**What is asked**
Rewrite the lines below as a numbered list, skipping any blank lines and omitting the pictures.

** start Information given **

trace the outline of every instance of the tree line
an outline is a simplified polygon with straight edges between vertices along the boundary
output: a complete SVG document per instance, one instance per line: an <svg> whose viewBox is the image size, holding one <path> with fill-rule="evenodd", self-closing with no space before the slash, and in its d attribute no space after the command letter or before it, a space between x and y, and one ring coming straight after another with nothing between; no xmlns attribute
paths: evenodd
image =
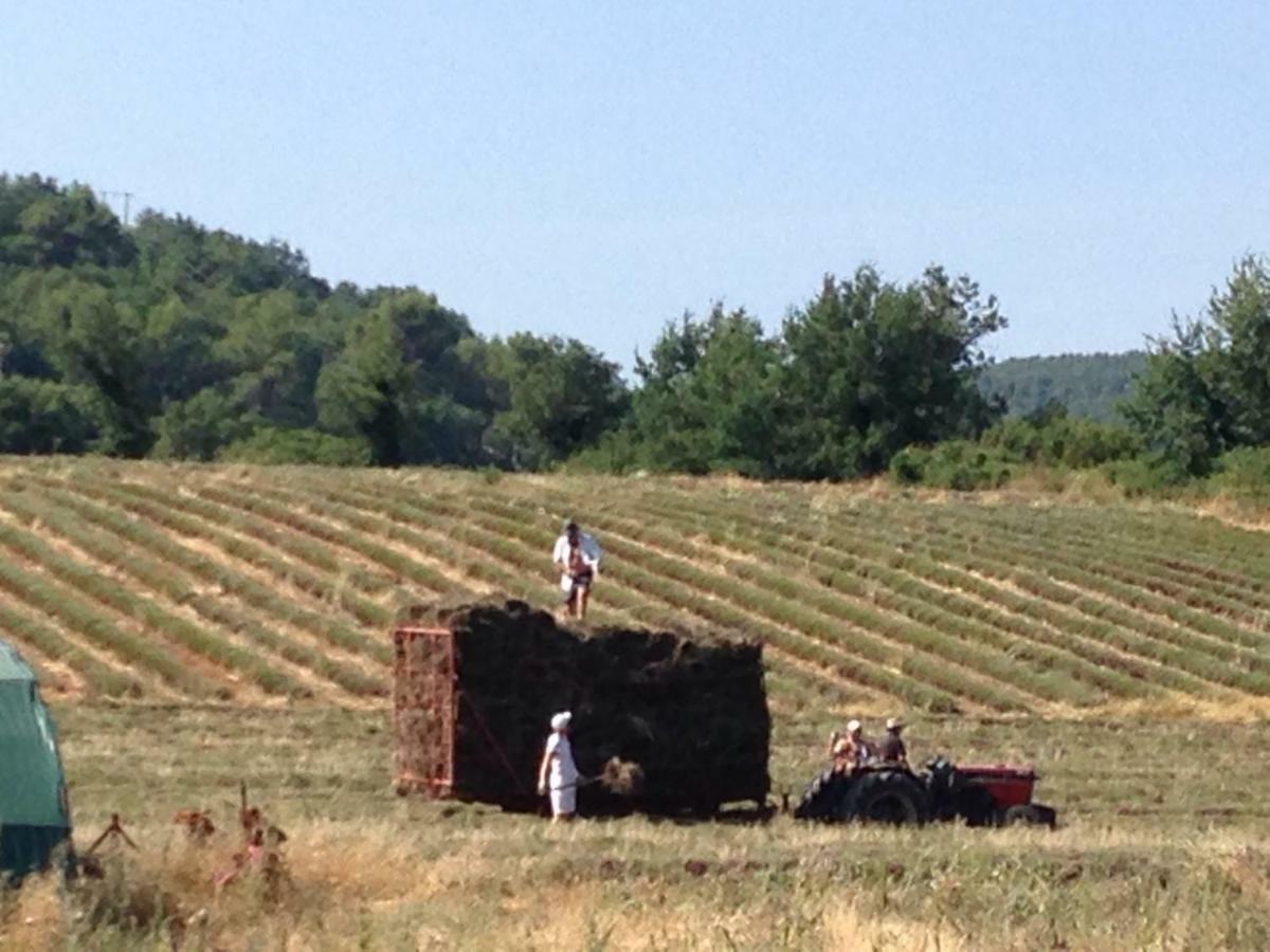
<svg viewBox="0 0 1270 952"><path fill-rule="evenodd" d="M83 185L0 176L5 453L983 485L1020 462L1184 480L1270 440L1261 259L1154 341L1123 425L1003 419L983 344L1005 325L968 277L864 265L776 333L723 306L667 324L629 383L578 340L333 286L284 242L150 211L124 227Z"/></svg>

** end Information given **

**Finished task**
1. trace the outline of every instance of the tree line
2. an outline is a simplified polygon with straight edges between vertices along the boundary
3. output: a complete SVG document per instance, one instance per line: an <svg> whose viewBox is the image size, holding one <path> with fill-rule="evenodd", self-closing with no space before the slash, and in its d attribute no space after the command letter or before it, a space between x and y, and one ring coming straight after another with nothing between; no xmlns attribute
4. paths: evenodd
5. image =
6. <svg viewBox="0 0 1270 952"><path fill-rule="evenodd" d="M83 185L0 176L5 453L983 485L1020 462L1184 480L1270 440L1261 259L1154 341L1123 425L1003 419L983 344L1005 325L968 277L864 265L776 333L723 306L667 324L629 383L578 340L333 286L284 242L150 211L124 227Z"/></svg>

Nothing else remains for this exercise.